[Point-per-instance localization data]
"""
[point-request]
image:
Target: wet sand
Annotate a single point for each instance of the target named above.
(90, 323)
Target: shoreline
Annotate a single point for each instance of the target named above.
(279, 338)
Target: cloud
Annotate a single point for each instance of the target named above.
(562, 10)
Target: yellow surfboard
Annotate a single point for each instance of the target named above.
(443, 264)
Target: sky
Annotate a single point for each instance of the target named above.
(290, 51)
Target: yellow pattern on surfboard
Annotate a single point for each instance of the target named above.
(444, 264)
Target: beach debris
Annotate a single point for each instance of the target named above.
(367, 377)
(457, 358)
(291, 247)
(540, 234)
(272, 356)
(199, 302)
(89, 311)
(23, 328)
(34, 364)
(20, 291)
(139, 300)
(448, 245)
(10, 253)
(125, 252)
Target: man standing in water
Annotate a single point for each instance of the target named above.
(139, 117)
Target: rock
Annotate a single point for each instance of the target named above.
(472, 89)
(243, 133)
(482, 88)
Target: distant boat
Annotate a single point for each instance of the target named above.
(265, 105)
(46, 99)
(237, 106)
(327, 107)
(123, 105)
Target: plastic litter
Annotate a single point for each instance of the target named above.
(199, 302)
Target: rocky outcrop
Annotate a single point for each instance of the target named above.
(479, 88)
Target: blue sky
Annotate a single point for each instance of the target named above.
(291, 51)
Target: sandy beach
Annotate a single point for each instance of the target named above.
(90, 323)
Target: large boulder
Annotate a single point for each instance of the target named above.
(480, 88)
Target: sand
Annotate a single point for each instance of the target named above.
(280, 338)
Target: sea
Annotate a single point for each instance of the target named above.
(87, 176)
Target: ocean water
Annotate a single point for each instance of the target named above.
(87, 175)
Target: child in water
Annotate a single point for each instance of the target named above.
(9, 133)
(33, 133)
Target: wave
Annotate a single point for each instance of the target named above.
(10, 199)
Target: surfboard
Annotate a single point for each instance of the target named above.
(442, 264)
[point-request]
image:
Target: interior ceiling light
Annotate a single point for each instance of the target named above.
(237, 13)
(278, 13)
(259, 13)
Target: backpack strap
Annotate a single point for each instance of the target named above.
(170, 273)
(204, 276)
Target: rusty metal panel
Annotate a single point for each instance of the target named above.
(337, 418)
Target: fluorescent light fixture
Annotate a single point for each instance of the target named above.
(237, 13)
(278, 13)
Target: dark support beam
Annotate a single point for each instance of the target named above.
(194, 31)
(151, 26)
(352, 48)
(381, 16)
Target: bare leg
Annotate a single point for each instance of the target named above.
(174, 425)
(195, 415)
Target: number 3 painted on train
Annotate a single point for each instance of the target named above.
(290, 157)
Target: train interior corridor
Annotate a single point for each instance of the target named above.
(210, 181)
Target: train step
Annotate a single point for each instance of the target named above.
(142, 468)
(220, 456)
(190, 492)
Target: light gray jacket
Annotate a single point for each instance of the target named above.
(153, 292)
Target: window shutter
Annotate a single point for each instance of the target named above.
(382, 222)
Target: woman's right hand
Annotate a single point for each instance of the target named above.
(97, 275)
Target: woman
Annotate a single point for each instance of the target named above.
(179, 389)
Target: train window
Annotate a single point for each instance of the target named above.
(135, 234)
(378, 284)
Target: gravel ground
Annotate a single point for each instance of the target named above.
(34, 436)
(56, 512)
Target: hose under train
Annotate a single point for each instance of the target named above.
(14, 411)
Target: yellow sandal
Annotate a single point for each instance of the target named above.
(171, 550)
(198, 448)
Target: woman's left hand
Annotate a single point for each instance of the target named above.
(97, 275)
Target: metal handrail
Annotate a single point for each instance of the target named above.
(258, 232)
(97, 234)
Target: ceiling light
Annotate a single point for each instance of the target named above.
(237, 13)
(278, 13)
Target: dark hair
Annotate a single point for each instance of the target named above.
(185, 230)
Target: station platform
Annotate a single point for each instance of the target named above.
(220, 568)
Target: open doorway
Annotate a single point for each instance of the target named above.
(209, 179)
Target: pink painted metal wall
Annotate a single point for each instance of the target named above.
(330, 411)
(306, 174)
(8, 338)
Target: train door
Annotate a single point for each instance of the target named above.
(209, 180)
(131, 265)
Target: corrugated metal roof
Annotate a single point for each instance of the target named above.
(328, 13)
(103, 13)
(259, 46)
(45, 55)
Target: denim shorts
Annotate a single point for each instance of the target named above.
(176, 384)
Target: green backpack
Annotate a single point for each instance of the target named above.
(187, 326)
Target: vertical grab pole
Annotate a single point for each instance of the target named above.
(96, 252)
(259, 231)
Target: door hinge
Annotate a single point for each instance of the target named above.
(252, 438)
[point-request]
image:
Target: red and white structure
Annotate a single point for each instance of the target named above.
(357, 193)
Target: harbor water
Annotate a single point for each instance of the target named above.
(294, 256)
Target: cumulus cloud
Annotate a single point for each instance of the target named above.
"""
### [Instructions to follow]
The records are to be duplicated in full, with every word kept exactly.

### [Response below]
[point-request]
image:
Target: wet sand
Annotate a single point for each instance of the target named above.
(90, 323)
Target: shoreline
Annotate a single point for each instance of the target named above.
(279, 338)
Target: cloud
Annotate a single point for each instance of the target named above.
(562, 10)
Target: yellow surfboard
Annotate a single point for each instance of the target named above.
(443, 264)
Target: sky
Annotate a single point for each instance of the target named above.
(290, 51)
Target: yellow pattern on surfboard
Annotate a single point for each instance of the target named above.
(444, 264)
Target: beach debris
Annotate a single point for each instance of the target named above.
(367, 377)
(457, 358)
(291, 247)
(540, 234)
(272, 356)
(199, 302)
(89, 311)
(23, 328)
(34, 364)
(20, 291)
(139, 300)
(448, 245)
(10, 253)
(125, 252)
Target: man standing in water
Annotate a single point for each instance of the target named above.
(139, 117)
Target: rock
Annotate a single point for each instance of the target named above.
(472, 89)
(243, 133)
(482, 88)
Target: distant boat
Annotate a single point for each instance of the target named above.
(265, 105)
(46, 99)
(237, 106)
(327, 107)
(123, 105)
Target: plastic litter
Annotate a single point for each instance of the target named above.
(199, 302)
Target: rocky outcrop
Annotate a single point for each instance of the target named above.
(479, 88)
Target: blue sky
Annotate a single point for each instance of the target named above.
(291, 51)
Target: sandy beach
Annotate a single point for each instance of the target named above.
(90, 323)
Target: large boulder
Annotate a single point for each instance of the target named above.
(480, 88)
Target: sand
Annotate a single point for each instance of the target named above.
(280, 338)
Target: sea
Annotate a single point for each instance of the target named above.
(87, 176)
Target: ocean water
Annotate a single point for each instance of the target named above.
(87, 175)
Target: child in water
Annotate a single point for each instance of the target named above.
(9, 133)
(33, 133)
Target: wave
Annotate a single point for each instance of the target named above.
(10, 199)
Target: surfboard
Annotate a single point for each instance of the target named above.
(442, 264)
[point-request]
image:
Target: interior ceiling light
Annotate a single point for each instance of the target named above.
(237, 13)
(278, 13)
(259, 13)
Target: backpack strap
Annotate a single point for each instance of the target named above.
(170, 273)
(204, 276)
Target: rusty metal panel
Annotate a single point for each instance of the target named above.
(337, 418)
Target: fluorescent light fixture
Annotate a single point for each instance of the target named above.
(237, 13)
(278, 13)
Target: dark support beam
Annotate a single point for each instance of the target named above.
(194, 31)
(151, 26)
(352, 48)
(381, 16)
Target: bare leg
Annotate a single point for each instance of the target named above.
(174, 425)
(195, 415)
Target: number 3 painted on train
Annotate a single point for each instance of the target named above.
(290, 157)
Target: train interior corridor
Annotate a single point for each instance of the target named above.
(210, 181)
Target: train step
Annotate a single point for each instance of the target named above.
(142, 468)
(220, 456)
(190, 492)
Target: light gray jacket
Annotate a single point for each instance of the target named above.
(153, 292)
Target: window shutter
Annotate a single point for each instance of the target named above.
(382, 222)
Target: woman's right hand
Annotate a single point for each instance of the target named above.
(97, 275)
Target: woman
Annotate a single point for each instance of the target named above.
(179, 389)
Target: train window
Annotate a single point for each instance of the target named above.
(135, 234)
(378, 284)
Target: gravel ground
Annotate a single point for each instance of the target named above.
(34, 436)
(56, 512)
Target: hose under train
Annotate a single point for each instance of the target named above.
(14, 411)
Target: yellow sandal
Annotate a single point for each instance of the target named above.
(171, 550)
(198, 448)
Target: woman's left hand
Annotate a single point for each instance of the target named above.
(97, 275)
Target: metal handrail
Annotate a single point for each instance of the target named above.
(258, 232)
(97, 234)
Target: ceiling light
Annotate a single point for each instance of the target named above.
(237, 13)
(278, 13)
Target: dark hair
Annotate a single point for each instance of the target named above.
(185, 230)
Target: station platform
Annotate a single point for each instance of the target named above.
(220, 568)
Target: open doorway
Annotate a single point for each instance of the target named above.
(209, 179)
Target: pink painted metal wall
Annotate a single point for each instance of the target named above.
(330, 411)
(306, 174)
(8, 338)
Target: train door
Annotate a single point for each instance of the target named above.
(209, 180)
(131, 265)
Target: corrugated metal roof
Annotate a single point for each instance of the target named above.
(328, 13)
(103, 13)
(259, 46)
(45, 55)
Target: denim shorts
Annotate a single point for each instance of the target named above.
(176, 384)
Target: green backpack
Annotate a single point for each instance of the target named above.
(187, 326)
Target: vertical grab pole
Annotate a single point for each instance of the target named above.
(96, 252)
(259, 231)
Target: door hinge
Annotate a single point for each instance of the target named above.
(252, 438)
[point-request]
image:
Target: red and white structure
Annotate a single point for each instance of the target named above.
(357, 193)
Target: harbor water
Annotate a single point for each instance of the target named above.
(294, 256)
Target: cumulus cloud
Annotate a single point for each instance of the target named above.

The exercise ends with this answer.